> _Excerpted passage_:
Medicare Part D

Medicare Part D provides prescription drug coverage with copayments as little as $1, depending on the drug. Part D can be added to your Original or supplemental Medicare coverage to help pay astoundingly high out-of-pocket drug costs, and most Advantage plans already have Part D coverage included in their list of benefits.

Each time you receive a prescription with a Part D plan, you will have to pay a small amount known as either a copayment or coinsurance fee. The amount you pay depends solely on the type of drug you receive.

Prescriptions are categorized into 5 groups, or tiers. As a whole, this is referred to as a Medicare Part D formulary. Formularies will vary slightly depending on the plan and provider you choose, but these tiers are consistent across the board:

  • Tier 1: Preferred Generic
  • Tier 2: Non-Preferred Generic
  • Tier 3: Preferred Brand-Name
  • Tier 4: Non-Preferred Brand-Name
  • Tier 5: Specialty

Tiers 1 and 2

Tiers are listed by increasing price, meaning that tiers 1 and 2 are the least expensive drugs on the list. But what do these terms mean?

Preferred drugs will always be less expensive than their non-preferred counterpart. They’re “preferred” simply because they have been on the market for a while and have been proven effective, whereas non-preferred are relatively new and have not had a chance to decrease in price.

This is where the price difference between the two tiers comes from. You can expect to pay anywhere from:

  • $1-$3 for drugs in Tier 1
  • $7-$11 for drugs in Tier 2

What is the difference between generic and brand-name drugs? Think of the cereal aisle in the grocery store—Lucky Charms is the brand-named cereal, while Marshmallow Mateys is its generic equivalent.

And, like brand-name cereal, brand-name prescriptions are more expensive than their generic counterpart. Often, generic drugs have identical active ingredients as their brand-name equivalent—meaning that they will do their job just as well as their costly competitor.

> _Dataset content_:

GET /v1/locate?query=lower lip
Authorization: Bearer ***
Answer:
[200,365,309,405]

> _Task directions_: Copy out the Medicare Part D text above word for word, from its heading to its final sentence.

> _Reply_:
Medicare Part D

Medicare Part D provides prescription drug coverage with copayments as little as $1, depending on the drug. Part D can be added to your Original or supplemental Medicare coverage to help pay astoundingly high out-of-pocket drug costs, and most Advantage plans already have Part D coverage included in their list of benefits.

Each time you receive a prescription with a Part D plan, you will have to pay a small amount known as either a copayment or coinsurance fee. The amount you pay depends solely on the type of drug you receive.

Prescriptions are categorized into 5 groups, or tiers. As a whole, this is referred to as a Medicare Part D formulary. Formularies will vary slightly depending on the plan and provider you choose, but these tiers are consistent across the board:

  • Tier 1: Preferred Generic
  • Tier 2: Non-Preferred Generic
  • Tier 3: Preferred Brand-Name
  • Tier 4: Non-Preferred Brand-Name
  • Tier 5: Specialty

Tiers 1 and 2

Tiers are listed by increasing price, meaning that tiers 1 and 2 are the least expensive drugs on the list. But what do these terms mean?

Preferred drugs will always be less expensive than their non-preferred counterpart. They’re “preferred” simply because they have been on the market for a while and have been proven effective, whereas non-preferred are relatively new and have not had a chance to decrease in price.

This is where the price difference between the two tiers comes from. You can expect to pay anywhere from:

  • $1-$3 for drugs in Tier 1
  • $7-$11 for drugs in Tier 2

What is the difference between generic and brand-name drugs? Think of the cereal aisle in the grocery store—Lucky Charms is the brand-named cereal, while Marshmallow Mateys is its generic equivalent.

And, like brand-name cereal, brand-name prescriptions are more expensive than their generic counterpart. Often, generic drugs have identical active ingredients as their brand-name equivalent—meaning that they will do their job just as well as their costly competitor.